Extract to read

%%

After hearing quotes from LWG CPAs and Accountants, the council voted to hire the company for both water and wastewater studies. Gall noted water studies are recommended every four-five years and Milford has not had one in that time. The fee will be $5,500 or time expended, whichever is lowest. The wastewater rate study will be $2,500 or time expended.
Long noted the rates for both are less than the previous wastewater study done by Baker Tilly. Gall hopes the studies will “help us understand what happened with the last study … where did it go wrong.”
Milford will once again apply for the Community Crossing grant. Using information from its asset management plan, the total cost estimate for street repairs came to $359,053, said Marquart. If awarded the grant, Indiana Department of Transportation would pay 75%, $269,289, leaving the town on the hook for $89,763.25. Marquart noted prices often come in lower than expected, and “we don’t have to do every street on the list.” Gall added the money will be available in the 2021 budget in local roads and streets and restricted motor vehicle and highway funds.
Ruch noted some streets on the list beyond Shaffer Street are not currently in the town limits and would need to be annexed.
After Marquart enumerated nearly $28,000 in needed door repairs in town-owned buildings, the council voted to fix a door used by Lutheran EMS in the community building at a cost of $2,399.49. “We have to keep in mind all the other things going on,” Gall commented.
Among those is the possible dredging of ponds at the wastewater plant, as Mark Brubaker, water operator, noted. Brubaker also reported recent plant upgrades have translated to “more savings on electricity consumption” as well as “improvements in the treatment process.” Security cameras have also been installed at the plant.
Marquart reported NIPSCO will be replacing streetlights with standard LED lights in 2021, which will lower Milford’s electric bill.
The council passed two new ordinances at the Oct. 13 meeting. Ordinance 2020-8 establishes a Building Code Enforcement Fund, which currently has $18,000, according to Gall. The fund will help pay for further enforcement as well as inspector and commissioner salaries.

%%

Directions for this task
Resume the article on the Milford town council meeting from the point where it stops.

Raw data
%%

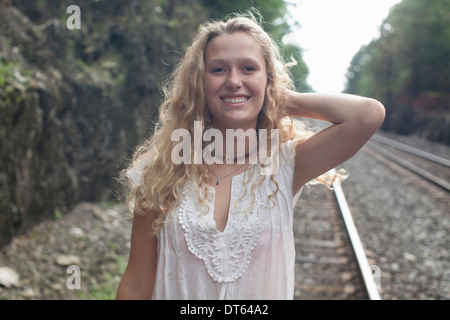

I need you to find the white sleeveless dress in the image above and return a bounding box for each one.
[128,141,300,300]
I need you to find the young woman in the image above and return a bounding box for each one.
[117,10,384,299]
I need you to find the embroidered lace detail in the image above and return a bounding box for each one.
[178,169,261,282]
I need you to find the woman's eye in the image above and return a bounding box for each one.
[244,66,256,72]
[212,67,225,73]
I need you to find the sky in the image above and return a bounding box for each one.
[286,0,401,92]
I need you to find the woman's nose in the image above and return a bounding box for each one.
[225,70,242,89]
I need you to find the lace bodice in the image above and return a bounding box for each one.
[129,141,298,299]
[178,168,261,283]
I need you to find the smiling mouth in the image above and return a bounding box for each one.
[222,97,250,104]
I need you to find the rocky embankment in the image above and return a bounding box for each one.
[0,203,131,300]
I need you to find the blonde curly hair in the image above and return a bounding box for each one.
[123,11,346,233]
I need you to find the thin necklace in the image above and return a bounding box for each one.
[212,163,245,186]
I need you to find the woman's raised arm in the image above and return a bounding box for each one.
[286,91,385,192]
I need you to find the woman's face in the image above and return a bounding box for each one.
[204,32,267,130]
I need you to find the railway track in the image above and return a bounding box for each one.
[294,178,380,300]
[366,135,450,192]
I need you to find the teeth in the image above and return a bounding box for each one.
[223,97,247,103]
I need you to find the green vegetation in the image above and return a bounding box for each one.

%%

Answer to this problem
During police reports, the council voted to approve the hiring of two full-time officers: Travis Bays and Dallas Rice. Brian Bradley was also hired as a new reserve officer. The hirings come after the resignation of Marcus Boyer for personal reasons and Brandon Shipp, who will move to the Syracuse Police Department Oct. 30.
The council also approved a new payment matrix recommended by Chief Derek Kreider, raising the probationary period salary from $41,000 to $43,000 and base pay from $43,000 to $45,000. Kreider said the change will make the town “more competitive” when hiring officers in the future.
Following the September public hearing on its 2021 budget, the council voted to adopt the $2,232,073 budget. Ruch abstained from voting due to his status as a volunteer fireman.
Ruch praised the efforts of Gall near the meeting’s end, following her report on filing for an 80-20 matching safety grant as well as CARES Act funding for $51,001. “She finds us money to do everything we try to do … a forward-thinking individual.”
The council set Halloween trick-or-treating hours from 6-8 p.m. Oct. 31. Trick-or-treaters can also visit the Milford Fire Department, 214 S. Main St., where candy bags and glow sticks will be available.
With elections approaching, the council was visited by Kelly Thompson, a candidate for Indiana State Representative District 22, as well as Wawasee Community School Corporation Superintendent Tom Edington, who gave a presentation in support of a proposed referendum for the school corporation.